▸ Ausgewählter Auszug
>>
Die Dynamik eines Paradigmenwechsels von einer Epoche zu einer neuen, anderen hat Thomas S. Kuhn erforscht. Er kann damit die Umbruchslogiken auf eine Metaebene darstellen am Beispiel wissenschaftlicher Revolutionen.
Erst wenn über einen längeren Zeitraum hinweg an zentralen Stellen Probleme aufgetreten sind oder überraschende Entdeckungen gemacht worden sind, beginnt die Phase der außerordentlichen Wissenschaft. In ihr wird auch wieder über die Grundlagen selbst diskutiert. Eine solche Krise kann zu einem Paradigmenwechsel führen, bei dem das Paradigma der Disziplin verworfen und durch ein anderes ersetzt wird.
Und in einer solchen Krise befinden wir uns heute. Es ist so, als würde eine alte Welt zerbrechen und eine ganz neue, metamoderne aus den Trümmern der Moderne entstehen...
Kurzbiografie der deutschen Wikipedia zu Thomas S. Kuhn:
- Kuhn nahm 1956 eine Stelle als Assistenzprofessor für Wissenschaftstheorie und Wissenschaftsgeschichte in Berkeley an,
- einige Jahre später wurde er zum ordentlichen Professor für Wissenschaftsgeschichte berufen. In Berkeley verfasste er unter anderem sein Hauptwerk The Structure of Scientific Revolutions (Die Struktur wissenschaftlicher Revolutionen).
<<
▸ Arbeitsauftrag
Kannst du aus dem Auszug über den Paradigmenwechsel die Stelle von „Kurzbiografie der deutschen“ bis „Struktur wissenschaftlicher Revolutionen).“ wortgetreu abschreiben?

Dateneinträge
>>
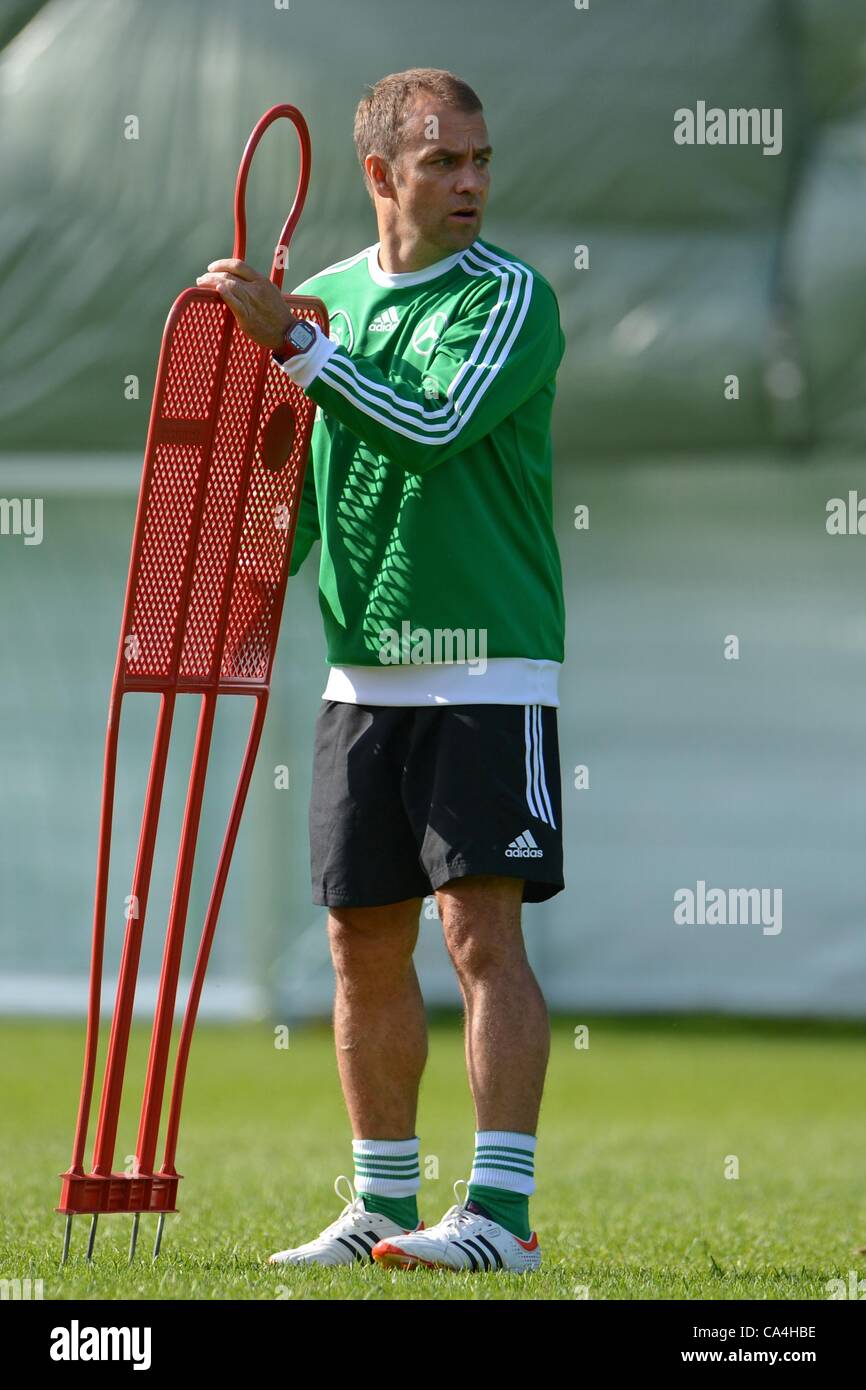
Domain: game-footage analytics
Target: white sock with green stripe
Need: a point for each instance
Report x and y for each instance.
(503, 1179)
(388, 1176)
<<
>>
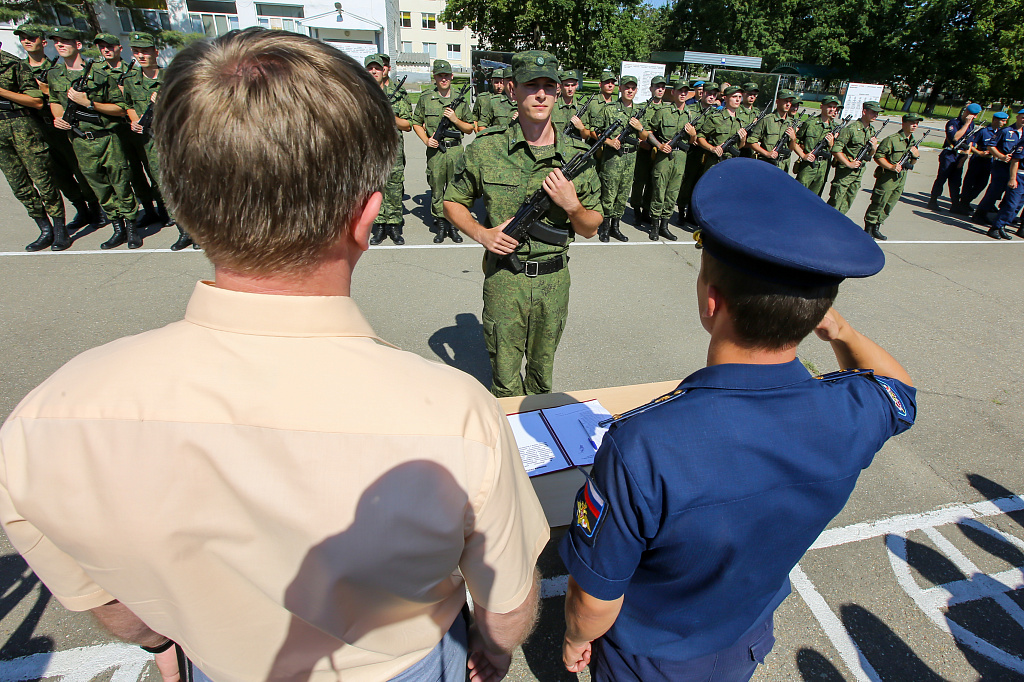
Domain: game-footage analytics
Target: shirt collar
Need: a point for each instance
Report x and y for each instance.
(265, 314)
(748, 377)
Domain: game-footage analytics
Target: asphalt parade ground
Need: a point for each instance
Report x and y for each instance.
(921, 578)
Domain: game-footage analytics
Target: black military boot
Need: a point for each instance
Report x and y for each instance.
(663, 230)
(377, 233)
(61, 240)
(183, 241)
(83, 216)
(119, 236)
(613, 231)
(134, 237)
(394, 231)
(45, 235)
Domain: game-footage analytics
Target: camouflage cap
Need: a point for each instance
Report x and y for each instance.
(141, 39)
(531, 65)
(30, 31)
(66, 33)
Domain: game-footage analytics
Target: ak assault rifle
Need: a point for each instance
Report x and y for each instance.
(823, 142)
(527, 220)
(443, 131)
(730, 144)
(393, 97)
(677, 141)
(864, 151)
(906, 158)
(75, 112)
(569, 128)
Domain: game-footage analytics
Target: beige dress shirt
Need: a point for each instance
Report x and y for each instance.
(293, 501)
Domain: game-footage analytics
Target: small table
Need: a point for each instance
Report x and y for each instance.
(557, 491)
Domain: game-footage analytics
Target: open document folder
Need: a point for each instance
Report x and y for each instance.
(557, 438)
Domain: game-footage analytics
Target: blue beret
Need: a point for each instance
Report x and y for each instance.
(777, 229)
<<
▸ Antwort
Kurzbiografie der deutschen Wikipedia zu Thomas S. Kuhn:
- Kuhn nahm 1956 eine Stelle als Assistenzprofessor für Wissenschaftstheorie und Wissenschaftsgeschichte in Berkeley an,
- einige Jahre später wurde er zum ordentlichen Professor für Wissenschaftsgeschichte berufen. In Berkeley verfasste er unter anderem sein Hauptwerk The Structure of Scientific Revolutions (Die Struktur wissenschaftlicher Revolutionen).